* [Given text]
Croatia adopted the euro in 2023 and settles domestic payments through the NKS clearing system, so a correctly formed IBAN is required for every SEPA transfer. Because both the bank code and the account number embed their own MOD 11,10 self-check, this validator catches many typos the IBAN checksum alone would miss.

How it works

A Croatian IBAN follows a fixed structure from the SWIFT IBAN Registry:

  • HR — the country code for Croatia
  • kk — 2 IBAN check digits (ISO 7064 MOD-97-10)
  • bbbbbbb — 7-digit VBDI bank code (6 base digits + 1 check digit)
  • 10 digits — the account number (9 base digits + 1 check digit)

Total: 21 characters, all digits in the BBAN.

Validation runs three independent checks:

  1. IBAN MOD-97-10 — move HR plus the check digits to the end, expand letters to numbers, and confirm the result modulo 97 equals 1.
  2. Bank code MOD 11,10 — recompute the seventh digit of the bank code from its first six digits using the recursive ISO 7064 MOD 11,10 algorithm; it must match.
  3. Account MOD 11,10 — recompute the tenth digit of the account number from its first nine digits the same way; it must match.

Worked example

Take HR12 1001 0051 8630 0016 0:

  • Country code: HR
  • IBAN check digits: 12
  • Bank code: 1001005 (Hrvatska narodna banka)
  • Account number: 1863000160

For the bank code, running MOD 11,10 over 100100 produces the check digit 5, matching the seventh digit. The account 186300016 produces the check digit 0, matching the tenth digit. The rearranged string reduces to a MOD-97 remainder of 1. All three checks pass, so the IBAN is valid.

Because both blocks carry their own MOD 11,10 self-check, a single mistyped digit usually breaks at least one of the three tests. Every character is processed locally — nothing is uploaded, logged, or transmitted.

* [Supplied entries]
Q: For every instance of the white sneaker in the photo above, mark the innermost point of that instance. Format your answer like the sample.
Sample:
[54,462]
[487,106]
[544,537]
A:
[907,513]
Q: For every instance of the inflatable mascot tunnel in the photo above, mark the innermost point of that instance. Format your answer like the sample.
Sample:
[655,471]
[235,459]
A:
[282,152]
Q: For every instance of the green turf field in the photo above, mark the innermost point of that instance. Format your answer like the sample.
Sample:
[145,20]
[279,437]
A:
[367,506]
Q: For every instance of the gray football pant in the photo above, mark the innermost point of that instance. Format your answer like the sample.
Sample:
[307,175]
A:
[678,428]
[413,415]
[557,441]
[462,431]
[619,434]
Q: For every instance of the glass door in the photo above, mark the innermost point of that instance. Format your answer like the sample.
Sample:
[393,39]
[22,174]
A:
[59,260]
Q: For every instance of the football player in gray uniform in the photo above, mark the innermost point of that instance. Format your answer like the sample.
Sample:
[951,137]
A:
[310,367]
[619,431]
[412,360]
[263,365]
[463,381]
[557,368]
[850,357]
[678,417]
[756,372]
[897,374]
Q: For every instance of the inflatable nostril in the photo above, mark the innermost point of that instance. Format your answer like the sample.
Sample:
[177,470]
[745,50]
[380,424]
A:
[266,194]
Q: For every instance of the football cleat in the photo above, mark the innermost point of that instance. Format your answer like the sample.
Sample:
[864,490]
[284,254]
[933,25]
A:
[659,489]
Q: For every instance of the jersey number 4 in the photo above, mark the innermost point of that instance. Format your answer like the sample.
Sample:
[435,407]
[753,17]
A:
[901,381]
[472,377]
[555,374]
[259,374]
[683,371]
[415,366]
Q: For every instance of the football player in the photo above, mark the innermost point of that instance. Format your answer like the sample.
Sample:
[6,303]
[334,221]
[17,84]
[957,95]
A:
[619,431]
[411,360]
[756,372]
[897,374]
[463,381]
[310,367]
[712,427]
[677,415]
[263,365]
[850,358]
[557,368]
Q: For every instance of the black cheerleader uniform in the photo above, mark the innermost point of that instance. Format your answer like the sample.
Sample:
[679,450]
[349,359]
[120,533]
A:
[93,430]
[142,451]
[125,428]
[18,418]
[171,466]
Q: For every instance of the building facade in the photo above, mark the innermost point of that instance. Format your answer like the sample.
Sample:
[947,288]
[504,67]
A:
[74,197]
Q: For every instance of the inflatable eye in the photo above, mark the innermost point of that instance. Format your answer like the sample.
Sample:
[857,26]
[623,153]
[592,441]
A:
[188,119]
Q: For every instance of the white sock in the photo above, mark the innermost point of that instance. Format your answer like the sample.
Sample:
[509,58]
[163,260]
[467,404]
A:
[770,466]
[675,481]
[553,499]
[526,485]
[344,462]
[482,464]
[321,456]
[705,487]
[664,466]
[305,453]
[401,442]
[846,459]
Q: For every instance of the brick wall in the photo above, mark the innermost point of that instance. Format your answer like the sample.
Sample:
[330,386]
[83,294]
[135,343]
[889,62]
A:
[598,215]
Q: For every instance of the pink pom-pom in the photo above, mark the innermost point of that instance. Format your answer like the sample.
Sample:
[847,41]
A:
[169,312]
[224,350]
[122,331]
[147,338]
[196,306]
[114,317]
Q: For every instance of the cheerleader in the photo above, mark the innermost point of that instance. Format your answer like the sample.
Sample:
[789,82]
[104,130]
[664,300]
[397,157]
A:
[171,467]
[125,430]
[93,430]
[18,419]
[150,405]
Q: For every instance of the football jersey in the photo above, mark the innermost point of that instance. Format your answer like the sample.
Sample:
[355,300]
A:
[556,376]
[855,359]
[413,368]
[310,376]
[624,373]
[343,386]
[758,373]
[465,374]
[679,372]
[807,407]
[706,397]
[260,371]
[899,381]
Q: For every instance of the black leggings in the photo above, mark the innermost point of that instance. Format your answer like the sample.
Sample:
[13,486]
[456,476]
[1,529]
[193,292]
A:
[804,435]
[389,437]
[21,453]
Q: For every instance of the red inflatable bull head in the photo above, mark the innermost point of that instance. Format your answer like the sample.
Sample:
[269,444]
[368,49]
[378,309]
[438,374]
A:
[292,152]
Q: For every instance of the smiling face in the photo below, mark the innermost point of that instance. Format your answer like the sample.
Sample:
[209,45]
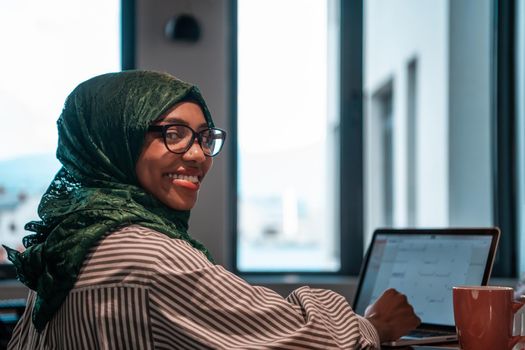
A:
[174,179]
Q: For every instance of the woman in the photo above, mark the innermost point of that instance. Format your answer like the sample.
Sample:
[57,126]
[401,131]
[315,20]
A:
[111,264]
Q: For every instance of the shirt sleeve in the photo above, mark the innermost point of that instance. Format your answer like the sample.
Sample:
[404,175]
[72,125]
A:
[195,304]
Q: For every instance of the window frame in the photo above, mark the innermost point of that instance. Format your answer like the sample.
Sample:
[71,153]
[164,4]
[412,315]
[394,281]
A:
[351,152]
[504,143]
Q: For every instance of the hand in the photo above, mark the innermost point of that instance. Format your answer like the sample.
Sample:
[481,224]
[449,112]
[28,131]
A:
[392,315]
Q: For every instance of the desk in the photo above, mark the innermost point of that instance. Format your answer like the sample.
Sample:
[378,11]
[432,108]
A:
[447,346]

* [Task requirements]
[A] Please duplicate the IBAN text from "1. IBAN MOD-97-10" up to and including "IBAN is valid.".
[B] Answer these from the IBAN text:
(i) In what year did Croatia adopt the euro?
(ii) How many characters make up a Croatian IBAN in total?
(iii) Which bank does the bank code 1001005 belong to in the worked example?
The entries play no part in this work.

* [Responses to the tasks]
[A]
1. IBAN MOD-97-10 — move HR plus the check digits to the end, expand letters to numbers, and confirm the result modulo 97 equals 1.
  2. Bank code MOD 11,10 — recompute the seventh digit of the bank code from its first six digits using the recursive ISO 7064 MOD 11,10 algorithm; it must match.
  3. Account MOD 11,10 — recompute the tenth digit of the account number from its first nine digits the same way; it must match.

Worked example

Take HR12 1001 0051 8630 0016 0:

  • Country code: HR
  • IBAN check digits: 12
  • Bank code: 1001005 (Hrvatska narodna banka)
  • Account number: 1863000160

For the bank code, running MOD 11,10 over 100100 produces the check digit 5, matching the seventh digit. The account 186300016 produces the check digit 0, matching the tenth digit. The rearranged string reduces to a MOD-97 remainder of 1. All three checks pass, so the IBAN is valid.

[B]
(i) 2023
(ii) 21
(iii) Hrvatska narodna banka